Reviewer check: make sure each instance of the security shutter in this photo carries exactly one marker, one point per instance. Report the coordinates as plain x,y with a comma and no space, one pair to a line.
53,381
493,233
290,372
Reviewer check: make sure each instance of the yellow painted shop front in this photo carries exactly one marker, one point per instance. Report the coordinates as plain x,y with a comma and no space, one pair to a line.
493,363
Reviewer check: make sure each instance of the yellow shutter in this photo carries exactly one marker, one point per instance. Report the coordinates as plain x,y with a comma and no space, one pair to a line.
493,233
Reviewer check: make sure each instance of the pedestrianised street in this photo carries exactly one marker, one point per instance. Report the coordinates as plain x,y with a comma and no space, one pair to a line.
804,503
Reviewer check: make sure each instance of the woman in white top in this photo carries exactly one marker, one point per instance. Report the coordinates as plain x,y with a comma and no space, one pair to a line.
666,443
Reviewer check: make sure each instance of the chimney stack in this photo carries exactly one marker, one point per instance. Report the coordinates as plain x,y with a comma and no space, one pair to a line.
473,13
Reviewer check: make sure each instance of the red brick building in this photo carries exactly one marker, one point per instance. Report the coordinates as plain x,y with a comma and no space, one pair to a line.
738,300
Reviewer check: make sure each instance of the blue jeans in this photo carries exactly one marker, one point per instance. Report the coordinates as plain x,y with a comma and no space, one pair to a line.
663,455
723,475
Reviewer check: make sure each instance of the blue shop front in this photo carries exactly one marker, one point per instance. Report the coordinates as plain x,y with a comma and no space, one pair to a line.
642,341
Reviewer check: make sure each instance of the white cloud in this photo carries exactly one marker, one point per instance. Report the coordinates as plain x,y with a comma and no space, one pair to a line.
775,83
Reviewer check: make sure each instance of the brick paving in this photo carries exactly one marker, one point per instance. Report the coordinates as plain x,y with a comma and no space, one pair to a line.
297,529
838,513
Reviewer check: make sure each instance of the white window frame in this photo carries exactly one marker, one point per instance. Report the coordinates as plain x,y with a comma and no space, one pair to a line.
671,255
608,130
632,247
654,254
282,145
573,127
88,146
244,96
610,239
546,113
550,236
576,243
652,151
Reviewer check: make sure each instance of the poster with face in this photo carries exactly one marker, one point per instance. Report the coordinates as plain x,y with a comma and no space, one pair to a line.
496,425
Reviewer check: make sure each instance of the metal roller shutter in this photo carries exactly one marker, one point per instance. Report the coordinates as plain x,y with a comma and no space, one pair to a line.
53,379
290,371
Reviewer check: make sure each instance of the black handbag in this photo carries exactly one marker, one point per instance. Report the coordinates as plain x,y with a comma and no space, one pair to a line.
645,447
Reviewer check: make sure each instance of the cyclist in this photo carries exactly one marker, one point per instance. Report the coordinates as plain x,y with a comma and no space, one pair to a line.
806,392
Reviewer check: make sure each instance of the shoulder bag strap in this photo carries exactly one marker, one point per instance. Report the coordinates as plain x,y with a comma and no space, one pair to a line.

::::

## Task details
Reproduce every record above line for line, preserving each character, space and line break without alteration.

## Exercise output
Reviewer check: make sure each instance of the security shutter in this photo carries exactly one marker, one point per instance. Report the coordinates as plain x,y with a comma and no space, one pair to a line.
53,381
493,233
290,372
Reviewer check: make sure each instance of the yellow painted shop front in this photo carries exactly one marker, one point per instance. Report the coordinates as plain x,y with a comma and no space, one pair to a line.
493,363
Reviewer check: make sure each instance of the yellow shutter in this photo carries exactly one marker, one point per instance. Report the coordinates as plain x,y with a comma and no space, one pair to a line.
493,233
Reviewer check: make sure each instance of the pedestrianised street in this photo carries exactly one marker, one point per instance. Report the coordinates as plain x,y with a comma and no space, one pair to a line.
804,503
Reviewer check: make sure each instance of the woman in white top in this photo carries exactly one marker, one point per instance. Report the coordinates as plain x,y with a comma and no space, one pair to a line.
666,443
Reviewer check: make sure each instance of the chimney stack in this photo carries exactly one marker, one point per instance. Report the coordinates as plain x,y with a comma and no space, one pair to a line.
473,13
Reviewer check: make sure each instance of the red brick building in this photo carries exactly one marker, one point per instance. Report the coordinates as plain x,y with a comma and no space, one pair to a line.
738,300
Reviewer check: make sure each instance of the blue jeans in this photo carries exactly one marker, one point per instance. Report the coordinates as plain x,y with a comma and no space, one pair to a line.
663,455
723,475
Reviewer check: make sure each instance of the blue shop front in this photo carries exactly one marker, one point per instance. Report the coordinates as plain x,y with a comma and no space, one pair to a line.
642,341
Reviewer check: make sure each instance of the white cloud in this photo carries exactly one marker, one point per instance. Report the coordinates as plain x,y with a comma and no space, one pair to a line.
775,83
Reviewer check: make sure each instance of the brick paving in this photo carries exactly one marker, one point per instance. Report the coordinates as plain x,y with a comma and no space, one pair to a line.
297,529
838,513
Reviewer check: make sure each instance of the white window frame in this photo carries exactly one marker, one point per instance. Report the coordinates as plain x,y with a comma and no space, one pair to a line.
671,255
608,130
632,247
654,254
282,145
573,127
88,146
244,96
610,239
546,113
550,236
576,243
652,151
Reviewer check: make sure each instance of the poster with face in this photo carries exactly one marker, one point per instance. Report the coordinates as plain x,y with a comma and no space, one pair to a line.
496,425
Reviewer check: make sure each instance of the metal roller shutter in this photo carries exactly one marker, one point per instance. Report the coordinates as plain x,y with a comma and no space, one pair to a line.
53,379
290,371
Reviewer check: make sure each instance of the black handbag in this photo carries exactly one marker, one point per instance. Report the coordinates as plain x,y with a comma and no space, one pair to a line.
645,447
Reviewer check: make sure each instance of the cyclist in this photo carries exactly one marker, one point per instance. Report the coordinates as plain x,y with a comma and no space, one pair to a line.
806,392
Reviewer check: make sure each instance of the shoulder bag strap in this photo carries exactly one marker, one point per instance. Report the coordinates as plain x,y with a comma and no space, one pair to a line.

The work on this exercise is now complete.